**PROVIDED DATA:**

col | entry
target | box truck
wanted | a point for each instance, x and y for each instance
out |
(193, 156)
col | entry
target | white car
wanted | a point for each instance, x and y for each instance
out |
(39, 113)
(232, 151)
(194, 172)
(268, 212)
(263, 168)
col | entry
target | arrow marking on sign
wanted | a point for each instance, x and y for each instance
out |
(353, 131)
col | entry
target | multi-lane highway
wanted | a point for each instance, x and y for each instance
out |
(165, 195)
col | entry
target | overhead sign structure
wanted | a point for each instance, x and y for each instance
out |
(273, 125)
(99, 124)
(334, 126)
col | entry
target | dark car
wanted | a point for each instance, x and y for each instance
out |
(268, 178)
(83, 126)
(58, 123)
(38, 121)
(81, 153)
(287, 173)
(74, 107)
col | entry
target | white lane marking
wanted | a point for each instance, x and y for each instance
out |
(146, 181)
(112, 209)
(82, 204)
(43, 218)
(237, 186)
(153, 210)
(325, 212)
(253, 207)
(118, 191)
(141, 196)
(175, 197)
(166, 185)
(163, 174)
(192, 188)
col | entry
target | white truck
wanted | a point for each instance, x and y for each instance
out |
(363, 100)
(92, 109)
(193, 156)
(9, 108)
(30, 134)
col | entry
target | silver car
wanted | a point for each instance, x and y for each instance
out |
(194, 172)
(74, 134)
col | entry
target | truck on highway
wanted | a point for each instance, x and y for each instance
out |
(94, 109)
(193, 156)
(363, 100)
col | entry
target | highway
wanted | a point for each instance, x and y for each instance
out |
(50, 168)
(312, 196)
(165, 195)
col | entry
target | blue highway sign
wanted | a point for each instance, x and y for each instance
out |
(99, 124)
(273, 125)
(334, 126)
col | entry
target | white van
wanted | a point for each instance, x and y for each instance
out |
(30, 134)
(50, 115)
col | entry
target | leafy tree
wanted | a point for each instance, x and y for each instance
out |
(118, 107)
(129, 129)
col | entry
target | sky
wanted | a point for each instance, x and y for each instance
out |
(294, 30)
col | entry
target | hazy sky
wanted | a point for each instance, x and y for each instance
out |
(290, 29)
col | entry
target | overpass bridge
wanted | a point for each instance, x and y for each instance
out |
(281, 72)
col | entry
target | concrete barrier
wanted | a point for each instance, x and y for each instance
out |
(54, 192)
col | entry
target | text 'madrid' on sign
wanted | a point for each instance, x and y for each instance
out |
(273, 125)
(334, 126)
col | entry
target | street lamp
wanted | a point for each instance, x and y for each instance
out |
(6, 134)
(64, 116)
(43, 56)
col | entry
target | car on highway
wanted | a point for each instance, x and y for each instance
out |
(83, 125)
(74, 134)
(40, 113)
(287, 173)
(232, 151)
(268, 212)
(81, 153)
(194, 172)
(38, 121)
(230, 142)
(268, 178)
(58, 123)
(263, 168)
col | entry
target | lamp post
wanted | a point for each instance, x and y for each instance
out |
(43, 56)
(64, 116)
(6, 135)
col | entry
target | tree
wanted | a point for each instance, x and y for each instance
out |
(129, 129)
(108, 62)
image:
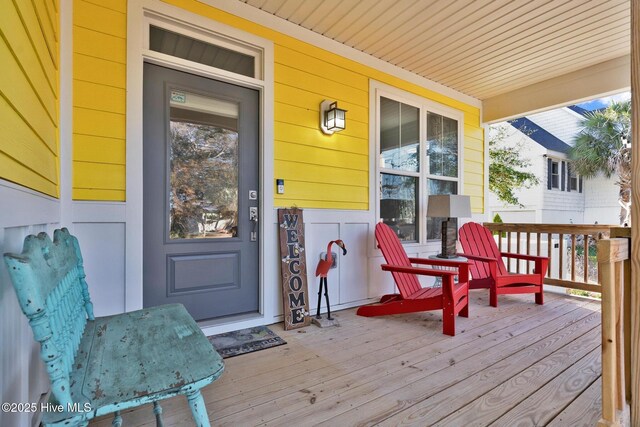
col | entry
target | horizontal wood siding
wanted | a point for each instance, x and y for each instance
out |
(29, 91)
(333, 171)
(320, 171)
(99, 99)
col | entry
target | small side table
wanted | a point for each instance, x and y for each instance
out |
(438, 280)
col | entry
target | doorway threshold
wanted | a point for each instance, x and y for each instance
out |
(230, 323)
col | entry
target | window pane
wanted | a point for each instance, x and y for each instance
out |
(434, 225)
(203, 161)
(399, 136)
(442, 137)
(398, 207)
(174, 44)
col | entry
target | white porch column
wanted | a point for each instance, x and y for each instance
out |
(635, 214)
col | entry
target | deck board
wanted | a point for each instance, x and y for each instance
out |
(401, 369)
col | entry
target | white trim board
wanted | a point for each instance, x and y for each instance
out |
(280, 25)
(140, 14)
(27, 207)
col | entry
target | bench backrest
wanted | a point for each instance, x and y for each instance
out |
(49, 280)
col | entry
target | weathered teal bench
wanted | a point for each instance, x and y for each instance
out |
(103, 365)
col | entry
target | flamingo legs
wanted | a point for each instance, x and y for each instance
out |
(323, 281)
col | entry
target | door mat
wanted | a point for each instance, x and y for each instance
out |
(245, 341)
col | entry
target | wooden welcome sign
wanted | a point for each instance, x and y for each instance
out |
(293, 268)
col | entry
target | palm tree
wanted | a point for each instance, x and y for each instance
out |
(604, 146)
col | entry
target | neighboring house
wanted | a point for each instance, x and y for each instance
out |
(561, 196)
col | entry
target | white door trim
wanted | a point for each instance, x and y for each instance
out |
(139, 12)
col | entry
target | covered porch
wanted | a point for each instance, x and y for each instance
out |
(519, 363)
(74, 158)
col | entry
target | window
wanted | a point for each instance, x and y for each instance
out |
(400, 167)
(418, 155)
(573, 179)
(555, 174)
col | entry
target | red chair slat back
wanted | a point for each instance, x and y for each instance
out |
(394, 254)
(478, 240)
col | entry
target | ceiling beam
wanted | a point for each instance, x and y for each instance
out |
(599, 80)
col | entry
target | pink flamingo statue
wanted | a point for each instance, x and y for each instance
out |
(322, 270)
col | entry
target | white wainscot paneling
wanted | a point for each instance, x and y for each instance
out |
(22, 374)
(316, 237)
(103, 246)
(353, 267)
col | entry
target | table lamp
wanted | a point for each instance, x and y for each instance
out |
(449, 206)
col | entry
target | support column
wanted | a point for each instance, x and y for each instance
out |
(635, 213)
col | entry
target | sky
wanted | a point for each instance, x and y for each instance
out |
(603, 102)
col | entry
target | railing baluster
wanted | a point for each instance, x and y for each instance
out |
(527, 270)
(573, 257)
(549, 244)
(518, 251)
(586, 258)
(508, 250)
(560, 249)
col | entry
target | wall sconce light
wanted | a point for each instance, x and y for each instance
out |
(332, 118)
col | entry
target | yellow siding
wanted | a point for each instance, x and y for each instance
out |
(333, 172)
(99, 99)
(29, 94)
(320, 171)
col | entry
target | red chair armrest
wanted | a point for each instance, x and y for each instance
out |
(523, 256)
(439, 262)
(478, 258)
(418, 270)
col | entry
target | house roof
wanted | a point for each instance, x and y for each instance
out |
(539, 135)
(578, 110)
(479, 48)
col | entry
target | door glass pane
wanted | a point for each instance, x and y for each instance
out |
(442, 138)
(203, 162)
(434, 225)
(398, 207)
(399, 136)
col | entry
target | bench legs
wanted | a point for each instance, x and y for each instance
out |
(198, 410)
(157, 410)
(117, 420)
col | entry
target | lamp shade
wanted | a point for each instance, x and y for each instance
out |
(449, 206)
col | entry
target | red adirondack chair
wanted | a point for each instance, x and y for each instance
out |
(452, 298)
(488, 269)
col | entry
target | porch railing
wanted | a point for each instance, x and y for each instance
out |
(571, 248)
(615, 268)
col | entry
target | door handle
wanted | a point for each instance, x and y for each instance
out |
(253, 213)
(253, 217)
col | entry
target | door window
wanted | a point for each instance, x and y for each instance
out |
(203, 163)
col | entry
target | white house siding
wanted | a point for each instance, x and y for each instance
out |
(531, 199)
(601, 201)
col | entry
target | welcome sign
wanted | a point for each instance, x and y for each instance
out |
(293, 268)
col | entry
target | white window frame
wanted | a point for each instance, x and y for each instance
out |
(424, 105)
(575, 176)
(558, 164)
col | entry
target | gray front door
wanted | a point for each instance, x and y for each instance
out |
(200, 187)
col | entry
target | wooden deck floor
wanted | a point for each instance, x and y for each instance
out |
(520, 364)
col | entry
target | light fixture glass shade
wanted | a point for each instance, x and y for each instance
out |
(449, 206)
(332, 118)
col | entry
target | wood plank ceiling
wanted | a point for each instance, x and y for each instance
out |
(482, 48)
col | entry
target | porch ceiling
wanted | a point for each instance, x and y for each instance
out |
(480, 48)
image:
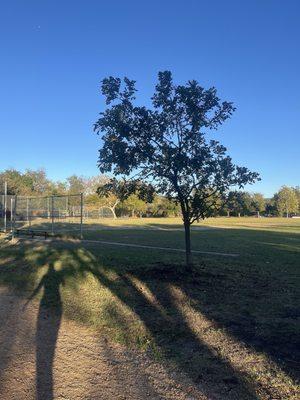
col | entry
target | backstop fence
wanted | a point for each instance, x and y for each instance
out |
(47, 215)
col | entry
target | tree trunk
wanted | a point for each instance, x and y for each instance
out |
(188, 253)
(113, 211)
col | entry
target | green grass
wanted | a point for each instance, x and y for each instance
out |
(233, 324)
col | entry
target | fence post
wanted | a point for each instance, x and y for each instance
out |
(81, 214)
(5, 205)
(52, 215)
(13, 214)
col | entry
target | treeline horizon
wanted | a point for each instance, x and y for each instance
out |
(285, 202)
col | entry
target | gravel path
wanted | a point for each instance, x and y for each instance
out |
(46, 357)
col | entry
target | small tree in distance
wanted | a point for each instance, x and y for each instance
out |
(166, 145)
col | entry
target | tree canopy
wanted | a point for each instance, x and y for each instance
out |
(167, 145)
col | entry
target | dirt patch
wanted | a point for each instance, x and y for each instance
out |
(44, 356)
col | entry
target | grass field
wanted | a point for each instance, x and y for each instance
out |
(233, 324)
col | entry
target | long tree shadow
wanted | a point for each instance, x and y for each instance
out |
(48, 324)
(175, 339)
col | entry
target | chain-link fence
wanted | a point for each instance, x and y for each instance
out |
(6, 212)
(48, 215)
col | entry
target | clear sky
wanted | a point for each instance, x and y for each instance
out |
(54, 54)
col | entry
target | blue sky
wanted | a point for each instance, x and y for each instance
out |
(54, 54)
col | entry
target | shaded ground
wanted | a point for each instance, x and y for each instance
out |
(47, 357)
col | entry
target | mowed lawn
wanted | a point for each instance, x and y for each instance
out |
(232, 325)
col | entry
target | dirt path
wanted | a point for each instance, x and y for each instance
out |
(46, 357)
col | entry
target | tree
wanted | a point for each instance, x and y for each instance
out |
(286, 201)
(76, 184)
(239, 202)
(166, 145)
(258, 203)
(114, 191)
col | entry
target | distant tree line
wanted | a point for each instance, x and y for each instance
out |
(285, 202)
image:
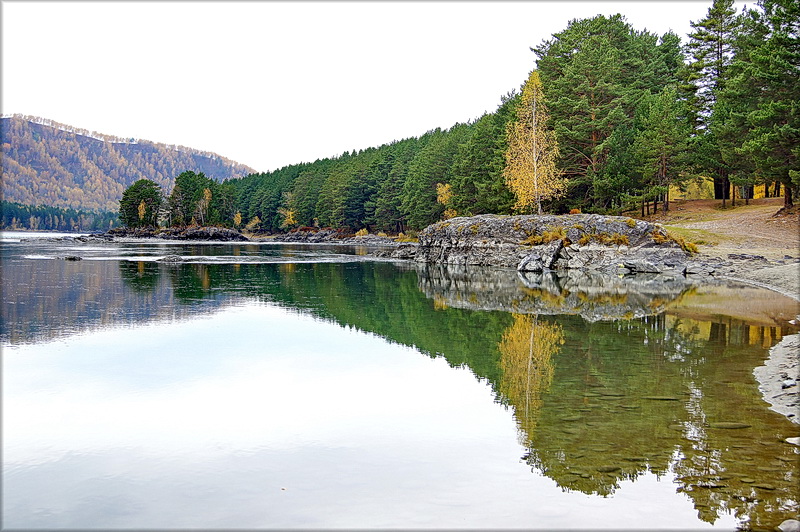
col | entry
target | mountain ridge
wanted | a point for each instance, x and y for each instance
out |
(48, 163)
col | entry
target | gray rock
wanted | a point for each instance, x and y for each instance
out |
(790, 525)
(505, 241)
(542, 258)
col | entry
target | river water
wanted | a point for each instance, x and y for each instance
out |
(285, 386)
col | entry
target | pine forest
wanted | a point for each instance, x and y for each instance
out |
(610, 119)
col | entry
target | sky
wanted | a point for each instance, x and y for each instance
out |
(268, 84)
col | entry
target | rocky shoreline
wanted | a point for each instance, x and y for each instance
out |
(621, 247)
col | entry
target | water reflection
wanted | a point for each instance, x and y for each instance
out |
(609, 380)
(526, 360)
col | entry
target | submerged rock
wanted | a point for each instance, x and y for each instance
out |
(729, 425)
(789, 525)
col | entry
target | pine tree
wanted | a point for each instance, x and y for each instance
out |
(661, 141)
(710, 48)
(530, 170)
(768, 75)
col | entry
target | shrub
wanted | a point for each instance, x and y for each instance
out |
(554, 233)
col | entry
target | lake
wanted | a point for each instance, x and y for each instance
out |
(257, 385)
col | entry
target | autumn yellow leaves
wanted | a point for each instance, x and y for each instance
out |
(530, 170)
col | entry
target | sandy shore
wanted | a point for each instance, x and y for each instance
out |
(779, 377)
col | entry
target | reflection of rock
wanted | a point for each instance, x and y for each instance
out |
(536, 243)
(220, 234)
(592, 295)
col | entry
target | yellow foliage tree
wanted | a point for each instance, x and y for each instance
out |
(252, 224)
(530, 170)
(526, 352)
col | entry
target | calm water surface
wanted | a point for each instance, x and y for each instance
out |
(269, 386)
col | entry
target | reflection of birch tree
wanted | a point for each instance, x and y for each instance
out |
(526, 352)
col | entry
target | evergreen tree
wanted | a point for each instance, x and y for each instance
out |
(661, 141)
(477, 173)
(767, 76)
(710, 48)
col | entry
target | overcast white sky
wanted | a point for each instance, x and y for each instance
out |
(269, 84)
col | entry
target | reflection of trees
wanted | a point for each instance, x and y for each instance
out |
(627, 397)
(140, 276)
(526, 352)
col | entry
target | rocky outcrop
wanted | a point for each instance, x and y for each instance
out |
(594, 296)
(611, 244)
(220, 234)
(330, 236)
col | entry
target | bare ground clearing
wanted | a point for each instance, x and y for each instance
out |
(739, 235)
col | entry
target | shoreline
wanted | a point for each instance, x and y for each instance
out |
(779, 376)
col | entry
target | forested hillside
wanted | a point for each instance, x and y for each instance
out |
(631, 114)
(52, 164)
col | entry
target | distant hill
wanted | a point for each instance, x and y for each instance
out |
(47, 163)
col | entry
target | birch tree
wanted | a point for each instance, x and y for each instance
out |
(530, 170)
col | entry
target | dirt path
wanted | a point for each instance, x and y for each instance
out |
(750, 242)
(752, 229)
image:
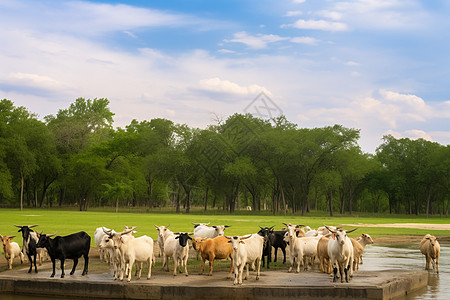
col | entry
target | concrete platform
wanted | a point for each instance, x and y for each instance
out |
(386, 284)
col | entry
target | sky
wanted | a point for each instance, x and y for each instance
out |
(381, 66)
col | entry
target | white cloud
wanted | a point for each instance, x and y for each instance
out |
(34, 80)
(228, 87)
(226, 51)
(382, 14)
(259, 41)
(418, 134)
(294, 13)
(304, 40)
(352, 64)
(318, 25)
(333, 15)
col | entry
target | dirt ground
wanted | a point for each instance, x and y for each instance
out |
(96, 266)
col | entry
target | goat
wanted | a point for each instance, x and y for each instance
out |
(71, 246)
(340, 251)
(246, 250)
(29, 244)
(212, 249)
(11, 250)
(429, 246)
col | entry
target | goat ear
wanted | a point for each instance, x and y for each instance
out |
(351, 230)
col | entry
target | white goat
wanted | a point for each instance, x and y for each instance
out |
(161, 231)
(99, 235)
(340, 251)
(429, 246)
(246, 250)
(11, 250)
(176, 246)
(204, 231)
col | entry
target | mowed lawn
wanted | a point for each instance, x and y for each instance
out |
(67, 222)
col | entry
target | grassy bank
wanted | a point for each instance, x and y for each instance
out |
(66, 222)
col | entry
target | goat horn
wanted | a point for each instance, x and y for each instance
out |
(329, 229)
(351, 230)
(246, 237)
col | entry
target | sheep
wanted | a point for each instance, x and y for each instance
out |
(11, 250)
(246, 250)
(204, 231)
(211, 249)
(429, 246)
(161, 231)
(364, 240)
(340, 251)
(322, 254)
(177, 247)
(358, 250)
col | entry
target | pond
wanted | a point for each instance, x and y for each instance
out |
(377, 258)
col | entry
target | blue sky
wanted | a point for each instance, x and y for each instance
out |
(378, 65)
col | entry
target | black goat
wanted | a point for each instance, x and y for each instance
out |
(72, 246)
(278, 242)
(267, 234)
(29, 244)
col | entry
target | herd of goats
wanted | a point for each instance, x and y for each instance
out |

**WRITTEN TASK:**
Pick out every line of the listing that contains the word "chair", treating uppercase and lowercase letters as different.

**TASK SOLUTION:**
target | red chair slat back
target | red chair armrest
target | red adirondack chair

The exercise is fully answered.